## WHAT THE EXERCISE ASKS
Print all entries precisely as they are written.

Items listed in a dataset
----------

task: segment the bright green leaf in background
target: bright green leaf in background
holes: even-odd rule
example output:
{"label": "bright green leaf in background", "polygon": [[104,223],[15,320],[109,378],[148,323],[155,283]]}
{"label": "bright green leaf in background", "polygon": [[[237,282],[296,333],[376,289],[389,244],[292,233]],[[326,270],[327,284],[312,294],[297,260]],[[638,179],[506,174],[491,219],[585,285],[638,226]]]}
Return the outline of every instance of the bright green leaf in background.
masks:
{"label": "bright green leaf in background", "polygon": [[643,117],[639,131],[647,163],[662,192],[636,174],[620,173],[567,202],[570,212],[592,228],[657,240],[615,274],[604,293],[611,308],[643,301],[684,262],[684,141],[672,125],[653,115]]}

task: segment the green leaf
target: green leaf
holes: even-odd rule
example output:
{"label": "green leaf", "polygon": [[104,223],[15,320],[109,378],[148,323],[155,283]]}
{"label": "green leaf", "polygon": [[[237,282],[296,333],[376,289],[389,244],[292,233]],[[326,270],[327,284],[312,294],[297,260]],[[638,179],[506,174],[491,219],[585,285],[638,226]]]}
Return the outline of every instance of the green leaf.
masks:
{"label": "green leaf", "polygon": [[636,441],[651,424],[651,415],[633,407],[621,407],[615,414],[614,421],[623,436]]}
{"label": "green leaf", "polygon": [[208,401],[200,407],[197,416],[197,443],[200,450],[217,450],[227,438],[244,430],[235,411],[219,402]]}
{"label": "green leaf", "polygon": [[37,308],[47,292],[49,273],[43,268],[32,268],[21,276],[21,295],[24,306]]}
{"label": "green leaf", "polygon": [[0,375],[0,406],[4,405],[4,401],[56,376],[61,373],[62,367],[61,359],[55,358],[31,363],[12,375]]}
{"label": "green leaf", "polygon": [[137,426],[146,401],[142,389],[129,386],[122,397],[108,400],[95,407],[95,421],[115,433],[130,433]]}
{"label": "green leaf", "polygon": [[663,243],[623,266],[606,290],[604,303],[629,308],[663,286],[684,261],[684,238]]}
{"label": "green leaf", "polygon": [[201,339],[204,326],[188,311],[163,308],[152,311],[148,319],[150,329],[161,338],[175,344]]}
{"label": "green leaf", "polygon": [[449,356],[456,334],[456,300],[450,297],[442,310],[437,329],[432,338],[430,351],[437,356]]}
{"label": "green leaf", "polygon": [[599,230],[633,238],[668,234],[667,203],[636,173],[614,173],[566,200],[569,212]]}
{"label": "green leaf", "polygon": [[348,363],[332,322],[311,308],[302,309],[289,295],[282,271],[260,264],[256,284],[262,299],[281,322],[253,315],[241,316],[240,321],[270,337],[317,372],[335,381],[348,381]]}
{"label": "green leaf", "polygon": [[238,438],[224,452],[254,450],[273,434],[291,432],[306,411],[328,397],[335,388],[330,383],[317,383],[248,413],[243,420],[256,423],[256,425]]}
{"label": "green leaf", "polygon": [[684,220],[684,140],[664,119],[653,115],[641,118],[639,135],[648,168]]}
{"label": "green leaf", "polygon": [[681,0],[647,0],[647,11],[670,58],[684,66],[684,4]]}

----------

## FULL RESPONSE
task: segment the bright green leaf in background
target: bright green leaf in background
holes: even-odd rule
example output:
{"label": "bright green leaf in background", "polygon": [[104,223],[15,320],[109,378],[148,323],[155,283]]}
{"label": "bright green leaf in background", "polygon": [[[237,282],[296,333],[376,289],[389,244],[292,233]],[[326,270],[327,284],[312,294],[297,260]],[[638,179],[506,174],[491,219],[585,285],[638,226]]]}
Return the outline of every instance of the bright green leaf in background.
masks:
{"label": "bright green leaf in background", "polygon": [[643,117],[639,131],[647,163],[662,192],[636,174],[620,173],[567,202],[570,212],[592,228],[657,240],[615,274],[604,293],[611,308],[643,301],[684,262],[684,141],[672,125],[653,115]]}

task: segment the green leaf
target: green leaf
holes: even-odd rule
example output:
{"label": "green leaf", "polygon": [[104,223],[15,320],[109,378],[148,323],[155,283]]}
{"label": "green leaf", "polygon": [[[237,282],[296,333],[376,289],[389,244],[292,233]],[[326,270],[327,284],[312,294],[297,260]],[[638,179],[506,174],[491,219],[585,285],[638,226]]]}
Return the outline of every instance of the green leaf.
masks:
{"label": "green leaf", "polygon": [[636,441],[651,424],[651,415],[633,407],[621,407],[615,414],[614,421],[623,436]]}
{"label": "green leaf", "polygon": [[208,401],[200,407],[197,416],[197,443],[200,450],[217,450],[227,438],[244,430],[235,411],[219,402]]}
{"label": "green leaf", "polygon": [[37,308],[47,292],[49,273],[43,268],[32,268],[21,276],[21,295],[24,306]]}
{"label": "green leaf", "polygon": [[0,375],[0,406],[4,405],[4,401],[56,376],[61,373],[62,367],[61,359],[55,358],[31,363],[12,375]]}
{"label": "green leaf", "polygon": [[137,426],[146,401],[142,389],[129,386],[122,397],[108,400],[95,407],[95,421],[115,433],[130,433]]}
{"label": "green leaf", "polygon": [[663,243],[623,266],[606,290],[604,303],[629,308],[663,286],[684,261],[684,238]]}
{"label": "green leaf", "polygon": [[201,339],[204,326],[188,311],[163,308],[152,311],[148,319],[150,329],[161,338],[175,344]]}
{"label": "green leaf", "polygon": [[449,356],[456,334],[456,300],[450,297],[442,310],[437,329],[432,338],[430,351],[437,356]]}
{"label": "green leaf", "polygon": [[599,230],[633,238],[668,234],[667,203],[636,173],[614,173],[566,200],[569,212]]}
{"label": "green leaf", "polygon": [[348,363],[332,322],[311,308],[302,309],[289,295],[282,271],[260,264],[256,284],[262,299],[281,322],[253,315],[241,316],[240,321],[270,337],[317,372],[335,381],[348,381]]}
{"label": "green leaf", "polygon": [[238,438],[224,452],[254,450],[273,434],[291,432],[306,411],[328,397],[335,388],[330,383],[317,383],[248,413],[243,420],[256,423],[256,425]]}
{"label": "green leaf", "polygon": [[684,220],[684,140],[664,119],[653,115],[641,118],[639,135],[648,168]]}
{"label": "green leaf", "polygon": [[681,0],[647,0],[647,11],[670,58],[684,66],[684,4]]}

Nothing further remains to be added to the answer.